---- DATA
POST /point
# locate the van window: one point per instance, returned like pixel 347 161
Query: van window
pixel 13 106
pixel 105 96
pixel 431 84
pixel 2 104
--------
▸ **WHAT THIS TASK INVOLVES**:
Copy out the data exactly, keeping each line whole.

▸ **FINAL ANSWER**:
POST /point
# locate the van window: one point per instance, returned like pixel 347 161
Query: van window
pixel 13 106
pixel 105 96
pixel 431 84
pixel 2 104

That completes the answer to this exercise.